▶ Given instruction A:
Which lines in the entries below contain the string "surface"? Copy each of those lines.

-*-

On or after August 4, 2050 (the date that is six months prior to the scheduled maturity date for the 2051 Notes), the Company may, at its option, redeem the 2051 Notes, in whole at any time or in part from time to time at a redemption price equal to 100% of the principal amount of the 2051 Notes to be redeemed, plus accrued and unpaid interest, if any, thereon to, but excluding, the redemption date, as described under the caption “Description of Notes—Optional Redemption” in the prospectus supplement.

Prior to August 4, 2060 (the date that is six months prior to the scheduled maturity date for the 2061 Notes), the Company may, at its option, redeem the 2061 Notes, in whole at any time or in part from time to time, at a redemption price equal to the greater of 100% of the principal amount of the 2061 Notes to be redeemed or a “make-whole” amount, plus in either case, accrued and unpaid interest, if any, thereon to, but excluding, the redemption date, as described under the caption “Description of Notes—Optional Redemption” in the prospectus supplement.

-*-

▶ Given instruction B:
What might come next in the passage above on the optional redemption of the 2051 and 2061 Notes? Write a continuation of it.

[Excerpts from a point labeling dataset]
-*-

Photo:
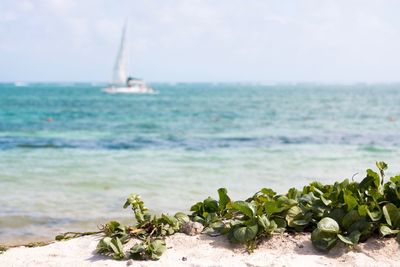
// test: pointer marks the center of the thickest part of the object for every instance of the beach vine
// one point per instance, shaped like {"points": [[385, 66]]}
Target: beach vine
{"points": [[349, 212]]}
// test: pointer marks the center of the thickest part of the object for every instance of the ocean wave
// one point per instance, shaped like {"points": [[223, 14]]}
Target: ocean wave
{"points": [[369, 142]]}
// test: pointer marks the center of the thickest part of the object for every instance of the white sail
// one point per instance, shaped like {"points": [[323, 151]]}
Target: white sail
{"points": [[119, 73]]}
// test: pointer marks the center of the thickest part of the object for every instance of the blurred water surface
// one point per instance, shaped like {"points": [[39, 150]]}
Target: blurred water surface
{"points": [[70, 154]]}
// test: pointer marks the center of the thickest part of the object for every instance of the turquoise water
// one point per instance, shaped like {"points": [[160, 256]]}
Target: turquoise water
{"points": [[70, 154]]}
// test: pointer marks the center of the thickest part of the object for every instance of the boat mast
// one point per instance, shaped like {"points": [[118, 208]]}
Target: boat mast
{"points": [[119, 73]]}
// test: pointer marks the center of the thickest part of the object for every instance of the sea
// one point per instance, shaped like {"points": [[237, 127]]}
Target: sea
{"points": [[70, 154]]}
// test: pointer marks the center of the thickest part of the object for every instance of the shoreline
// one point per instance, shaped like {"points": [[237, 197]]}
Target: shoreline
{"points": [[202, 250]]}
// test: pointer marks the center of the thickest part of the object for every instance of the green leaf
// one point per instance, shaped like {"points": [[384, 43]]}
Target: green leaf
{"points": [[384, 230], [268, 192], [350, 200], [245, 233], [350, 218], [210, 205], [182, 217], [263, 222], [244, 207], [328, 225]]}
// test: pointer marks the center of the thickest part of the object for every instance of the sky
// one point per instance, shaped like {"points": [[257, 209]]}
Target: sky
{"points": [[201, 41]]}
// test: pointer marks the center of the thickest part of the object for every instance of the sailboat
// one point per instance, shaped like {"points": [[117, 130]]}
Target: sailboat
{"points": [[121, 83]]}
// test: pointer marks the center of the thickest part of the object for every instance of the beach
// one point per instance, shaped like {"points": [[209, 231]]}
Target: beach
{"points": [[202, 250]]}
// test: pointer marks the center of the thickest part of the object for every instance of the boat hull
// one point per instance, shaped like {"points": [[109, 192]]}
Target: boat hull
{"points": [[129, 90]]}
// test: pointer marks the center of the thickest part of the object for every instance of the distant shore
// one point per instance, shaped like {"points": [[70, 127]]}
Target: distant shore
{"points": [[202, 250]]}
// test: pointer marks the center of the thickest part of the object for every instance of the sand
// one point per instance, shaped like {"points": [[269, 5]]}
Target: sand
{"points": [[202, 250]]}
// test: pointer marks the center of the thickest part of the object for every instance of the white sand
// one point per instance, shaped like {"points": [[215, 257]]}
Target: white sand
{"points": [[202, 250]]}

-*-

▶ Task output A:
// test: pointer marks the center of the thickest part of the object for every instance of the blurred water surface
Target: blurred water surface

▶ Task output B:
On or after August 4, 2060 (the date that is six months prior to the scheduled maturity date for the 2061 Notes), the Company may, at its option, redeem the 2061 Notes, in whole at any time or in part from time to time at a redemption price equal to 100% of the principal amount of the 2061 Notes to be redeemed, plus accrued and unpaid interest, if any, thereon to, but excluding, the redemption date, as described under the caption “Description of Notes—Optional Redemption” in the prospectus supplement.

Notice of any redemption will be mailed at least 15 days but not more than 45 days before the redemption date to each holder of Notes to be redeemed. If money sufficient to pay the redemption price of and accrued interest on the Notes to be redeemed is deposited with the Trustee on or before the redemption date, on and after the redemption date interest will cease to accrue on the Notes (or such portions thereof) called for redemption and such Notes will cease to be outstanding.

Sinking Fund:

None.

Guarantor:

Philip Morris USA Inc.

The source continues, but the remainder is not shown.